[Start of Attachment]

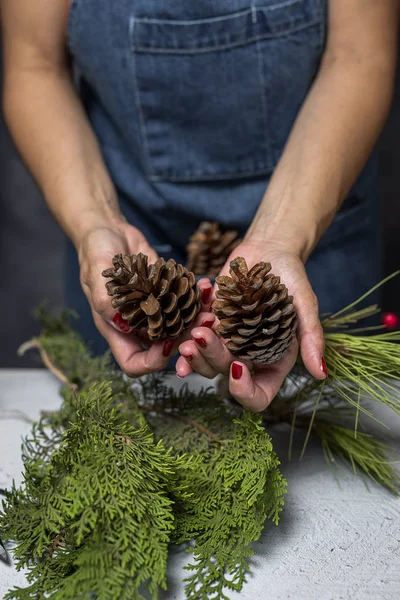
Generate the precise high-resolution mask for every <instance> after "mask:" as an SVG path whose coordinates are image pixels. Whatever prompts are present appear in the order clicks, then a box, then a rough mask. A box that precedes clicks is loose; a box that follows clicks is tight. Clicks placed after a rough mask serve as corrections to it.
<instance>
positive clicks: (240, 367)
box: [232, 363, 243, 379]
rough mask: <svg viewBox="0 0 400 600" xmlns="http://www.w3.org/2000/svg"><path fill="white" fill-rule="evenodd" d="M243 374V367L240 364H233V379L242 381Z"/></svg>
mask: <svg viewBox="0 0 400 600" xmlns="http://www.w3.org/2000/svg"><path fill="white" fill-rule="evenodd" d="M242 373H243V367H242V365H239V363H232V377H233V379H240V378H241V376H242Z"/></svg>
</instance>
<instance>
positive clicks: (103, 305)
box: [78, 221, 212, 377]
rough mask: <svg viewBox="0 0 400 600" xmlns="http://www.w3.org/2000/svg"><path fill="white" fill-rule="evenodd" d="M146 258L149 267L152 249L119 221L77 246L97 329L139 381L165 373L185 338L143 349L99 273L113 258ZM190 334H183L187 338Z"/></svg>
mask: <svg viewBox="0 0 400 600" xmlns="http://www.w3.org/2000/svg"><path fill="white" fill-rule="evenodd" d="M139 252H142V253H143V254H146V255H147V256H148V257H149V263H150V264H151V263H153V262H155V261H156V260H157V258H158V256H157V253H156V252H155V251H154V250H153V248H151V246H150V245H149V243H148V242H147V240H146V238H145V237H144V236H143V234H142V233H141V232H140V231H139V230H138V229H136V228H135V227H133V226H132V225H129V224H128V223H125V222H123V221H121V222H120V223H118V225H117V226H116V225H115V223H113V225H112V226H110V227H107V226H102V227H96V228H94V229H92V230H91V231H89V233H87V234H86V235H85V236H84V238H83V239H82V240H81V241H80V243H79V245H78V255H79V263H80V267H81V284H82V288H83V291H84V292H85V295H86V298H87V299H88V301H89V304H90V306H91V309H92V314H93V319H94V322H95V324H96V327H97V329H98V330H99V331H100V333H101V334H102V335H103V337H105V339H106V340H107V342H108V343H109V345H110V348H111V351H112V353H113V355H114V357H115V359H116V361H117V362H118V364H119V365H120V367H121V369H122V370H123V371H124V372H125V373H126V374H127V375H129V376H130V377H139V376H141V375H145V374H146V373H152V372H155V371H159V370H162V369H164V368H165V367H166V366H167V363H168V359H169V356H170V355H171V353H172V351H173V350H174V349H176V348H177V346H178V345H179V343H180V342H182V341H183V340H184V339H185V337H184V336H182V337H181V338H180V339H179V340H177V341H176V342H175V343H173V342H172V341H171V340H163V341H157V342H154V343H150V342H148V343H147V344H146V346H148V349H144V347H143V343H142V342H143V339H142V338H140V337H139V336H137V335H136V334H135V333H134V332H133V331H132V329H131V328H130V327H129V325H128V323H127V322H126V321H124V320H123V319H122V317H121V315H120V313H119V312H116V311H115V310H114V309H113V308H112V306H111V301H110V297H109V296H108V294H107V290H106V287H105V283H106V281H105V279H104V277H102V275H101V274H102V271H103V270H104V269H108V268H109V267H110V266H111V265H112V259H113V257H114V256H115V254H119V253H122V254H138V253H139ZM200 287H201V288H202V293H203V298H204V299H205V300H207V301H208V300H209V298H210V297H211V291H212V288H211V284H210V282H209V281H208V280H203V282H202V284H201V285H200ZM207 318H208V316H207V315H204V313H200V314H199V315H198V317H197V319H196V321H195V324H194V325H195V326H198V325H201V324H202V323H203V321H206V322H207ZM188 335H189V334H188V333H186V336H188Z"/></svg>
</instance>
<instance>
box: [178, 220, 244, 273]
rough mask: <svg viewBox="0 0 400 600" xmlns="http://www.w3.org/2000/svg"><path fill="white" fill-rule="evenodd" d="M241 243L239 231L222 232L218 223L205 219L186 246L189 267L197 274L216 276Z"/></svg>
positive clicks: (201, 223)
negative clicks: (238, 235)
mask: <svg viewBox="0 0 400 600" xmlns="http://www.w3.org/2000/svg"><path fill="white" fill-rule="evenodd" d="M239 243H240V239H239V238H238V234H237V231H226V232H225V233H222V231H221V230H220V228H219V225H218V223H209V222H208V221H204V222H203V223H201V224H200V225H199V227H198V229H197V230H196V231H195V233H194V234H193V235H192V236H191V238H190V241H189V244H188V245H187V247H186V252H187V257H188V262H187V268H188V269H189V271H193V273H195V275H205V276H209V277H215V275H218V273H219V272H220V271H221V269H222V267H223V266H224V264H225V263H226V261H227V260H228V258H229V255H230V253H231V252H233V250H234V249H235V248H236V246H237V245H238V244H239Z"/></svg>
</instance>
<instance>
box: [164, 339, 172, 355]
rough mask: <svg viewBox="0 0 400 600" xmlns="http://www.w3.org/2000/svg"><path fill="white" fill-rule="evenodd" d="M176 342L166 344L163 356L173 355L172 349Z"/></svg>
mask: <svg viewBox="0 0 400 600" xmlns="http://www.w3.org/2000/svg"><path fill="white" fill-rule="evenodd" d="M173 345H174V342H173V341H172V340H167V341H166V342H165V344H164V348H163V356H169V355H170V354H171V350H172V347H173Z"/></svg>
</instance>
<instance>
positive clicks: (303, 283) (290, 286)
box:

[End of Attachment]
[Start of Attachment]

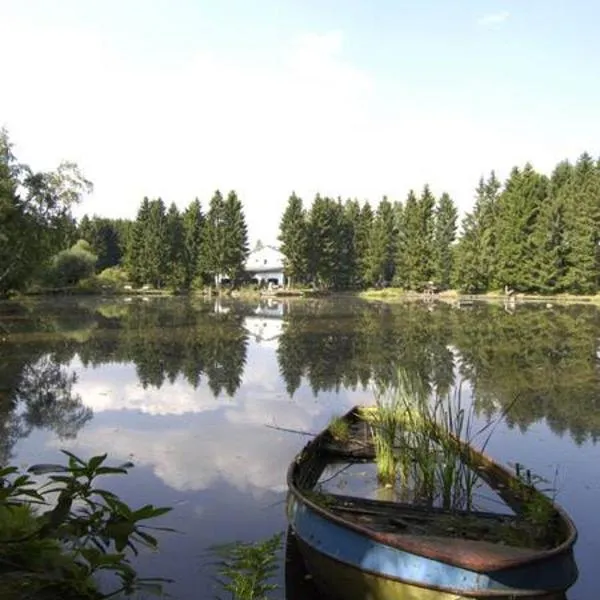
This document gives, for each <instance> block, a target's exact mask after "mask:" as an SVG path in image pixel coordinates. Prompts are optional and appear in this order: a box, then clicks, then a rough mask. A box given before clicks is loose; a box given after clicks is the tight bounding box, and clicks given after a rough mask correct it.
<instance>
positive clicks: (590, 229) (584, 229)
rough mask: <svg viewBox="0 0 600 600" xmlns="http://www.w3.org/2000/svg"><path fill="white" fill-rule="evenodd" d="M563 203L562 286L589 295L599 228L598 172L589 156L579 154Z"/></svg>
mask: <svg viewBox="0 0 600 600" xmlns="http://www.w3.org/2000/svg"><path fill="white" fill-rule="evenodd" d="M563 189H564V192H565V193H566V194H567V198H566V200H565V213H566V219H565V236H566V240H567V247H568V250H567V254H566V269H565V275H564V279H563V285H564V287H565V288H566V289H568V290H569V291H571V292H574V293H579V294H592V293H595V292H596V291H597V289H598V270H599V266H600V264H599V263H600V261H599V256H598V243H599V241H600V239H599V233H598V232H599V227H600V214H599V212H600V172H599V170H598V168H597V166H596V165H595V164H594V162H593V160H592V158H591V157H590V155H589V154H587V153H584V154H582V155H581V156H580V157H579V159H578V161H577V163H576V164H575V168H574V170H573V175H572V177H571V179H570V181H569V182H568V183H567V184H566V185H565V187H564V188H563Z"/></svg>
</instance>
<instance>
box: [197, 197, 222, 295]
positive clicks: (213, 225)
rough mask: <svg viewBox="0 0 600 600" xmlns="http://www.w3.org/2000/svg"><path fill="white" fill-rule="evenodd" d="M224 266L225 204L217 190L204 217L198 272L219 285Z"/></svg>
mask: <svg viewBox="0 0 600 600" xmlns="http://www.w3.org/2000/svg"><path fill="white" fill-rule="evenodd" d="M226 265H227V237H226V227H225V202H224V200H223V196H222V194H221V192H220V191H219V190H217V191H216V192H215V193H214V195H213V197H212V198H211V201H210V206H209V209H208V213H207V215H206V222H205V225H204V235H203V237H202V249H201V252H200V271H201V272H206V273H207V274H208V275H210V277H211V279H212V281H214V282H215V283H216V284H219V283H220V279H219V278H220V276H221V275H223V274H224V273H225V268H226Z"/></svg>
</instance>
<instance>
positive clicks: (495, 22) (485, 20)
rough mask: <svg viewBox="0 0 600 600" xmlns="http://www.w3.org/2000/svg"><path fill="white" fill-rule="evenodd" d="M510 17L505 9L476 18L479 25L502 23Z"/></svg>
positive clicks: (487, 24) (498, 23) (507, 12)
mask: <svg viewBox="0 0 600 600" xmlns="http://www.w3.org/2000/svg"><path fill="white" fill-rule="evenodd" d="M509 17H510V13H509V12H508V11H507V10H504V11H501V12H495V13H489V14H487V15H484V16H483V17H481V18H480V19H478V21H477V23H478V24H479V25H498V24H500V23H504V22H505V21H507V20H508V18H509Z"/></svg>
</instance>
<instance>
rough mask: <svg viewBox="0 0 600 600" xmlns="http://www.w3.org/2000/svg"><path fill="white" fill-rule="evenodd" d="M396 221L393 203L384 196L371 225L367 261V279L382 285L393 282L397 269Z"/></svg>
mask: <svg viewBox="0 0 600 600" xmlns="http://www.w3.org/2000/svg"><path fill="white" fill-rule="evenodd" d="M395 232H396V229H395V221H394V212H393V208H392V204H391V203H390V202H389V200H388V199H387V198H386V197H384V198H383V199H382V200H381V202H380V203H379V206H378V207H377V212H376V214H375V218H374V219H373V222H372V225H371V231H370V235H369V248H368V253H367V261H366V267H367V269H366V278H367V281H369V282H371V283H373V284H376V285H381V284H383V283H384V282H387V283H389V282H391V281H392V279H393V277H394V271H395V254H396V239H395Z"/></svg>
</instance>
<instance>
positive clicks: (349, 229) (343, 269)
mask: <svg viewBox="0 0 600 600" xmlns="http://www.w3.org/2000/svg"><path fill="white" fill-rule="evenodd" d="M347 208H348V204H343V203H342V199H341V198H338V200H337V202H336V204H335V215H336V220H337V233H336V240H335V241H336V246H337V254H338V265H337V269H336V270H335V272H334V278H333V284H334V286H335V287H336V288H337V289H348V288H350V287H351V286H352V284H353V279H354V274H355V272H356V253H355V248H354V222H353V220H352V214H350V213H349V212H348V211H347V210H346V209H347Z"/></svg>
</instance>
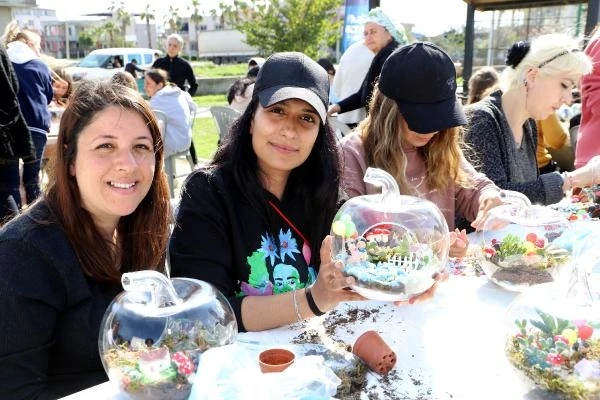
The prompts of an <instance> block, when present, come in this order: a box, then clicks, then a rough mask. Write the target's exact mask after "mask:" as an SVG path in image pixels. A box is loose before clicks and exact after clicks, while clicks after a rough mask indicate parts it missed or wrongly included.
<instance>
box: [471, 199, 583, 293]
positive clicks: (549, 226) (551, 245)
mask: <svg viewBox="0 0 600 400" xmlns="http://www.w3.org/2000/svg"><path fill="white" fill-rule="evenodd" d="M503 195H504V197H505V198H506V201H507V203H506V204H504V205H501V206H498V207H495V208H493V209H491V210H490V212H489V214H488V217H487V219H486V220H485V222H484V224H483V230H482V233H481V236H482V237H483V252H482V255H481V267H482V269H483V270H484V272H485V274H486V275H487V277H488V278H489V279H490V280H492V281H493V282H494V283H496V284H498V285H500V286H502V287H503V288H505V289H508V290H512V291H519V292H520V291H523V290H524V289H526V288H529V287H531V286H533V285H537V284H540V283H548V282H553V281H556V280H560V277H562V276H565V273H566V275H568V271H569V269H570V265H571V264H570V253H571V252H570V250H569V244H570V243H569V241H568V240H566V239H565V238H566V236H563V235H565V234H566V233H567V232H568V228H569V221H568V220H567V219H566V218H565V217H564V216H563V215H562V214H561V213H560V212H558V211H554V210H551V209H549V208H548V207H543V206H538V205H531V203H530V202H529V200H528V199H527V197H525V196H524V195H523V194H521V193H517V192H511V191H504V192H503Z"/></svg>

[End of Attachment]

- [Your assignment] Can you give the items again from the line with "Generate the precise" up to and including the line with "box: [78, 221, 212, 377]", with "positive clicks" replaced by "foreground clicks" and nothing else changed?

- [Answer to this problem]
Generate the precise high-resolution mask for every <instance> after "mask:" as an SVG path whose coordinates are image pixels. Whatever prompts are present appear in the order clicks, then a box, then a rough mask. A box that precedes clicks is loose; a box that follows clicks is tight. Clicks placed after a rough mask serve as corrections to it.
<instance>
foreground clicks: (240, 367)
box: [232, 363, 243, 379]
rough mask: <svg viewBox="0 0 400 600" xmlns="http://www.w3.org/2000/svg"><path fill="white" fill-rule="evenodd" d="M243 374V367L240 364H233V379L242 381Z"/></svg>
mask: <svg viewBox="0 0 400 600" xmlns="http://www.w3.org/2000/svg"><path fill="white" fill-rule="evenodd" d="M242 373H243V367H242V365H239V363H232V377H233V379H240V378H241V376H242Z"/></svg>
</instance>
<instance>
foreground clicks: (103, 305)
box: [78, 221, 212, 377]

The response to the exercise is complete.